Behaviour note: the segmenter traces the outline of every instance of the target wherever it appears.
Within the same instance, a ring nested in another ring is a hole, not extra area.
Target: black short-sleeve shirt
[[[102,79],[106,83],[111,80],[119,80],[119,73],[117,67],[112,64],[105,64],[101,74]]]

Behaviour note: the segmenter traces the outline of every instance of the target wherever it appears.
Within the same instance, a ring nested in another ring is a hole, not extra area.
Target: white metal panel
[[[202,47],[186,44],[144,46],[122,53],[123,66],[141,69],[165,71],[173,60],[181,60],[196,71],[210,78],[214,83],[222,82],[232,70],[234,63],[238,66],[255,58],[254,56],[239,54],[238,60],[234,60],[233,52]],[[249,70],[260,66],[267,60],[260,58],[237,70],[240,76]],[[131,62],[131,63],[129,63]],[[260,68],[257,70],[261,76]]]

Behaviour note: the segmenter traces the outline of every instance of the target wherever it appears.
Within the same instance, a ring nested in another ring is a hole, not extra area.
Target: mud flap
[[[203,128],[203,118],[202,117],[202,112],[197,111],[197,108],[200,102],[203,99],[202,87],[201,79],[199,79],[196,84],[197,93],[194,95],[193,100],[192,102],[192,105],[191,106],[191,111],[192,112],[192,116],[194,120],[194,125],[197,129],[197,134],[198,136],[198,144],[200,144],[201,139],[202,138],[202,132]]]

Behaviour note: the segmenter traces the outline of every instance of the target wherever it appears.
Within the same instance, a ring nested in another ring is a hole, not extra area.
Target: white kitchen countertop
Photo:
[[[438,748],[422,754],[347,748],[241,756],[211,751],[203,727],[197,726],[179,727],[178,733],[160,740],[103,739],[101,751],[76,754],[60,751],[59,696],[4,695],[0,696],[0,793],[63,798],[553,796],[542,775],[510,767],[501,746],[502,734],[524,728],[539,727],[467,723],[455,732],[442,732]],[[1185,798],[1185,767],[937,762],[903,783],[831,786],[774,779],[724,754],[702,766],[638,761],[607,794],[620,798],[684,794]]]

• _PROMPT_
Render all the entries above as a two-column CSV with the headers input and output, one row per entry. Place each entry's text and its answer in a single quoted field apiece, replacing line breaks with spaces.

• _THE COMPLETED TASK_
input,output
"Behaviour note: the segmenter traces the outline of every instance of the target wherever it appears. Within the same instance, a ring nested in another ring is a hole, not extra area. Target: black short-sleeve shirt","[[[102,79],[106,83],[111,80],[119,80],[119,73],[117,67],[112,64],[105,64],[101,74]]]"
"Behaviour note: the segmenter traces the outline of every instance of the target wherever it appears. Within the same instance, a ring nested in another ring is a hole, not extra area. Target: white metal panel","[[[202,47],[186,44],[144,46],[122,53],[123,66],[141,69],[165,71],[173,60],[181,60],[196,71],[210,78],[214,83],[222,82],[232,70],[234,63],[238,66],[255,58],[254,56],[239,54],[238,60],[234,60],[233,52]],[[249,70],[260,66],[267,60],[260,58],[237,70],[240,76]],[[131,62],[131,63],[129,63]],[[260,68],[257,70],[261,76]]]"
"Behaviour note: the segmenter traces the outline of every instance of the target wherever it appears. Within the same instance, a ring nested in another ring is a hole, not extra area. Target: mud flap","[[[203,128],[203,118],[202,117],[202,112],[197,111],[197,108],[200,102],[203,99],[202,87],[201,79],[199,79],[196,84],[197,93],[194,95],[193,100],[192,102],[192,105],[191,106],[191,111],[192,112],[192,116],[194,120],[194,125],[197,129],[197,134],[198,136],[198,144],[200,144],[201,139],[202,138],[202,132]]]"
"Behaviour note: the segmenter traces the outline of every instance of the target wherever it appears. Within the same instance, a ring nested in another ring is a hole, not extra area. Target: white kitchen countertop Photo:","[[[438,748],[422,754],[347,748],[241,756],[211,751],[203,727],[197,726],[179,727],[178,733],[160,740],[103,739],[101,751],[76,754],[60,751],[59,696],[4,695],[0,696],[0,793],[63,798],[553,796],[542,775],[510,767],[501,746],[502,734],[524,728],[539,727],[467,723],[455,732],[442,732]],[[1185,798],[1185,767],[937,762],[903,783],[831,786],[774,779],[724,754],[702,766],[638,761],[607,794],[620,798],[684,794]]]"